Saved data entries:
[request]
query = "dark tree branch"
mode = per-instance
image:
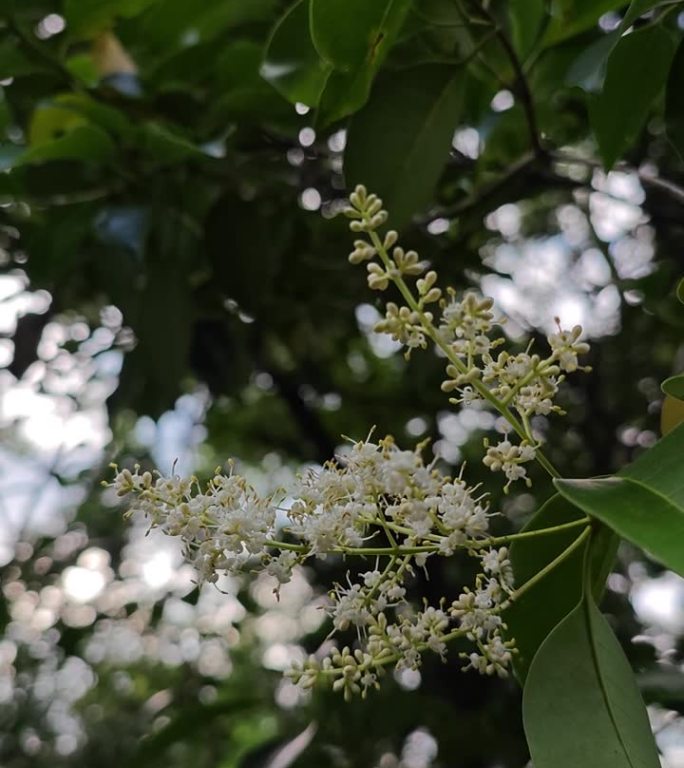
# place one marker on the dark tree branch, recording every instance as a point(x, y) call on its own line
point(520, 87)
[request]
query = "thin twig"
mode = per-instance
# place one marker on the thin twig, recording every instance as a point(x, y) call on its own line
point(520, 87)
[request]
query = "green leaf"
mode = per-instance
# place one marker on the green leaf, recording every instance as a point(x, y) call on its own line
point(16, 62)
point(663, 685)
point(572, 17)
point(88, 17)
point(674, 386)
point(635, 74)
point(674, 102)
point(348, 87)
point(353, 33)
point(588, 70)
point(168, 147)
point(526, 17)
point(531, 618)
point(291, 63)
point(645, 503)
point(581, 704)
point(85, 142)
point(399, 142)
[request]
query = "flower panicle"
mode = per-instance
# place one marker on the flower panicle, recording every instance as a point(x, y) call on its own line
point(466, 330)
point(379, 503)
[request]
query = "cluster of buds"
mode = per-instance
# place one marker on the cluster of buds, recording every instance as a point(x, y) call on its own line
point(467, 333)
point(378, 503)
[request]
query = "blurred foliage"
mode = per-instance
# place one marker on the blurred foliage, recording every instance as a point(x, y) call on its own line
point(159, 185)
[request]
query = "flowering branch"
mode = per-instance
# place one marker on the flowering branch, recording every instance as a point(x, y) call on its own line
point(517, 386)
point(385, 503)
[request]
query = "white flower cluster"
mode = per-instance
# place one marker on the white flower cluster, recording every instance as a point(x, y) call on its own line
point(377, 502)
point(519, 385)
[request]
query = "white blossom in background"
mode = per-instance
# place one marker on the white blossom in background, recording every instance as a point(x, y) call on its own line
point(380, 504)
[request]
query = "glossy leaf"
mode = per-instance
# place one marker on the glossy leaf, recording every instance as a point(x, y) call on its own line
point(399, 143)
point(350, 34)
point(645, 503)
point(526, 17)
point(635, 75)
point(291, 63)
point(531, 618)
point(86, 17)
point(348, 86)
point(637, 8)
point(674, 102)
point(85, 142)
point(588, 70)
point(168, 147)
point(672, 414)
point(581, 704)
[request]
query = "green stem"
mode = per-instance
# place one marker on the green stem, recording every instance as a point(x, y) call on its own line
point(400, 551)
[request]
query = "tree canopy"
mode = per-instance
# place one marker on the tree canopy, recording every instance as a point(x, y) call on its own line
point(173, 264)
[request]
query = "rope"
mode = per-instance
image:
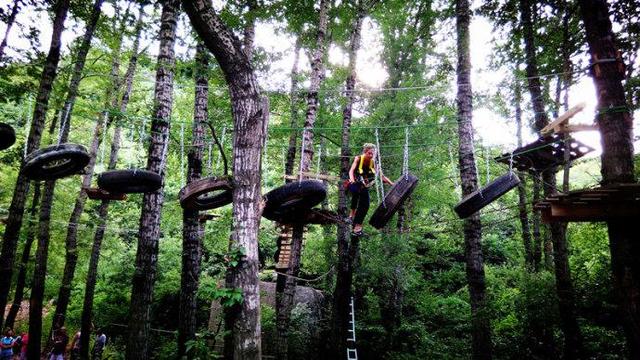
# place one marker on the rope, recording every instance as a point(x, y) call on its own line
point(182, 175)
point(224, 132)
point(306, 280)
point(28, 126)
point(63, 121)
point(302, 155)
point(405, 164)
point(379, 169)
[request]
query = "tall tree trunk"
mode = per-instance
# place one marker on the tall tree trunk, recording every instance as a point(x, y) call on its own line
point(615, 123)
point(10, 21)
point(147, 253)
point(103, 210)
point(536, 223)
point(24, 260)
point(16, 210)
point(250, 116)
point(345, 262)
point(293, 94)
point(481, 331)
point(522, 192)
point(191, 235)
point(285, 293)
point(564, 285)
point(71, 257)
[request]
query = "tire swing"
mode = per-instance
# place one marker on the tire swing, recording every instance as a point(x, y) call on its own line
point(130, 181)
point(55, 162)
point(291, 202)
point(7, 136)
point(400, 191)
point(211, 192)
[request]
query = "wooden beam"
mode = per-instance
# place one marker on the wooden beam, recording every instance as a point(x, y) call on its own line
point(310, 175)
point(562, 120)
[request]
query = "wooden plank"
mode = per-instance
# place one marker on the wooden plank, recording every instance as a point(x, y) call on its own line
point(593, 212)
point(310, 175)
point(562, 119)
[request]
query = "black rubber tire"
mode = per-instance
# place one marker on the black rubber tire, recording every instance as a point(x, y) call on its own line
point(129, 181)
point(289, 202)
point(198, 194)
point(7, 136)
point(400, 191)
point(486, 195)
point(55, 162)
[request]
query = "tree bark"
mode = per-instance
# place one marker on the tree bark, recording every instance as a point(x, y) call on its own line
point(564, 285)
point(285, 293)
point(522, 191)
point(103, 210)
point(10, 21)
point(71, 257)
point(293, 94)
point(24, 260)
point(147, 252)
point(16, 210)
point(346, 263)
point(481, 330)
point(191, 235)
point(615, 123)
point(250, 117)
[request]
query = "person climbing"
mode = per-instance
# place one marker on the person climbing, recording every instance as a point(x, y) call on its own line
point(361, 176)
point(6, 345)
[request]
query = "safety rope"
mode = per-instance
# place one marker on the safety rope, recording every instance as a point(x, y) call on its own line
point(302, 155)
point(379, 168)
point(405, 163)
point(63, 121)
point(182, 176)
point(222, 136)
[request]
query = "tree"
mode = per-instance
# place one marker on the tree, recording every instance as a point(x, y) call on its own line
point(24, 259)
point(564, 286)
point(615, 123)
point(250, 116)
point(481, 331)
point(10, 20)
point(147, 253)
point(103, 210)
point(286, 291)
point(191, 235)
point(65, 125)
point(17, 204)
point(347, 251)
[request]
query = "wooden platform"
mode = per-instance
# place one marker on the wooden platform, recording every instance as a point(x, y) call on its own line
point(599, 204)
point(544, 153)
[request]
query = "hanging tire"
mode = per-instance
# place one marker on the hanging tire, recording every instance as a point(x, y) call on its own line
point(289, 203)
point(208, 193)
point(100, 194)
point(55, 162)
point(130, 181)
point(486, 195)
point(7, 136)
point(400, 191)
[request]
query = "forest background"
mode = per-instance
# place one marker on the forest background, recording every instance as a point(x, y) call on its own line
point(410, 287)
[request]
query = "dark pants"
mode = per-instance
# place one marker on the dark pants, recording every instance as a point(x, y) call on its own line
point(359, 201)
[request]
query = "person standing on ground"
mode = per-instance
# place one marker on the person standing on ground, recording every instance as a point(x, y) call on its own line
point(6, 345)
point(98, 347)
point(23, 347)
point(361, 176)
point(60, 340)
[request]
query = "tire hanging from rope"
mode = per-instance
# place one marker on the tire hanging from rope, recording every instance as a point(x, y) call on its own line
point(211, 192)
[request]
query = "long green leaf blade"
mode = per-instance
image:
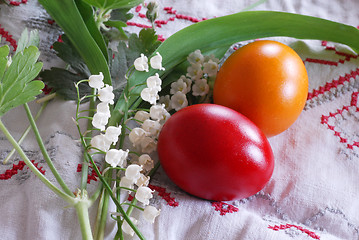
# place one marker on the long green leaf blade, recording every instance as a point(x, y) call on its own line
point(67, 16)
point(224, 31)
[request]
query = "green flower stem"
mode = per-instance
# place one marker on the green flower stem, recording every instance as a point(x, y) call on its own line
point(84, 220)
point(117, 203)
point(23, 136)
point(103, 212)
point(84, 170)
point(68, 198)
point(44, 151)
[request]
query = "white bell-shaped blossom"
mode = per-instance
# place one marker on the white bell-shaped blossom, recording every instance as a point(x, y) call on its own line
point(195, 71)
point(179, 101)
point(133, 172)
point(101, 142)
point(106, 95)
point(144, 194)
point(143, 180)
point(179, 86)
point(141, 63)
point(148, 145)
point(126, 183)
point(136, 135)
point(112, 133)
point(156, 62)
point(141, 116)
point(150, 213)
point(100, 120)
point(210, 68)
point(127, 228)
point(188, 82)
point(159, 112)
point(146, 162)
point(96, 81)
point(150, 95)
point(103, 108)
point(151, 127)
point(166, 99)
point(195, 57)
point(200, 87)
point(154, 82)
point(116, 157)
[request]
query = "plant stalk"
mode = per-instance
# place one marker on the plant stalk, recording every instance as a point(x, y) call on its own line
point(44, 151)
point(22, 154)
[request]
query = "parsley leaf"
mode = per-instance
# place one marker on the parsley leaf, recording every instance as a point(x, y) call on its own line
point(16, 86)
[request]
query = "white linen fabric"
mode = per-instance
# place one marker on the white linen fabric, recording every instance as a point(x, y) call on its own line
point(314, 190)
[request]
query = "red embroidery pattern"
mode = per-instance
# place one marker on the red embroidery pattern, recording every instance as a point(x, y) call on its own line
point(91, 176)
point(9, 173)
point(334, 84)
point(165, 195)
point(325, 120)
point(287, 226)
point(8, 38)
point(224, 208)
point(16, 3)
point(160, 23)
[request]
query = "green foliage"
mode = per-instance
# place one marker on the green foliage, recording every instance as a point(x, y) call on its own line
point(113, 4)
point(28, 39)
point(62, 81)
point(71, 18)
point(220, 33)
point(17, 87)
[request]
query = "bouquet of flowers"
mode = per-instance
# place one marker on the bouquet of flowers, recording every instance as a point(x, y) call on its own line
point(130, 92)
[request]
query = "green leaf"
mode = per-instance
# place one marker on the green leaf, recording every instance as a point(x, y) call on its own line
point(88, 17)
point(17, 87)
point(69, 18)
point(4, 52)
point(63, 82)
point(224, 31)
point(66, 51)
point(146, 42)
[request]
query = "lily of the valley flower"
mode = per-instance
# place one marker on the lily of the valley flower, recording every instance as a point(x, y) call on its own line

**TASK REQUIREMENTS**
Find how many lines in the data above include the string "valley", and give that number alone.

**EXERCISE RESPONSE**
2